═════ Data rows
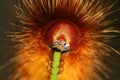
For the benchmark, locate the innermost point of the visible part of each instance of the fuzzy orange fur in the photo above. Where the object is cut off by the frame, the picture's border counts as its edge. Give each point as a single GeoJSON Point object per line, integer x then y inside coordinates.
{"type": "Point", "coordinates": [84, 62]}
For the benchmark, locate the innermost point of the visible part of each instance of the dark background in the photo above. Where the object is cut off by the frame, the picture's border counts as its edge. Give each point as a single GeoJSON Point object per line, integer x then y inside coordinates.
{"type": "Point", "coordinates": [6, 46]}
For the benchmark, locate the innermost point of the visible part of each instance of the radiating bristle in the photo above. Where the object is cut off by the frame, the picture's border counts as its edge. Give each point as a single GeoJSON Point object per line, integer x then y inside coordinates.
{"type": "Point", "coordinates": [85, 61]}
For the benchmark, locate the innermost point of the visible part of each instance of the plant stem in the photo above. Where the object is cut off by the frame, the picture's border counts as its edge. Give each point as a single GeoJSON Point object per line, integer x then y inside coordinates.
{"type": "Point", "coordinates": [55, 65]}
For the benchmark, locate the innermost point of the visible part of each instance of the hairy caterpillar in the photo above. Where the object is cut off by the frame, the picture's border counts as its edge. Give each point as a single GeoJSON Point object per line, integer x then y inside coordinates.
{"type": "Point", "coordinates": [87, 47]}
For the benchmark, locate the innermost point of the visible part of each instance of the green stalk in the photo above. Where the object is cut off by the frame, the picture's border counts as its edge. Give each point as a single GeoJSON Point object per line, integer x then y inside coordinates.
{"type": "Point", "coordinates": [55, 65]}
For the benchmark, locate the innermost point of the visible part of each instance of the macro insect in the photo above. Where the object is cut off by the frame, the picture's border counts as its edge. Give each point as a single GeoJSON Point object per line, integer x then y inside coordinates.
{"type": "Point", "coordinates": [76, 28]}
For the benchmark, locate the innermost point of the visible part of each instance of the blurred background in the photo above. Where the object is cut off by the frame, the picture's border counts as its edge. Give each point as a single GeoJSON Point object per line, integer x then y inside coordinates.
{"type": "Point", "coordinates": [7, 47]}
══════════
**Job**: Render the lines from the one containing "of the blurred" through the end of the lines as a two-column CSV with the header text,answer. Give one row for each line paired with the answer marked after it. Put each value in a single double-quoted field, and turn any line breaks into spaces.

**Exercise answer**:
text,answer
"For the benchmark, locate the innermost point of the visible part of each instance of the blurred background in the photo above. Where the object is cut off by the frame, the picture's border counts as its edge. Give each point as a single GeoJSON Point object per line, integer x then y inside coordinates.","{""type"": ""Point"", ""coordinates"": [7, 47]}"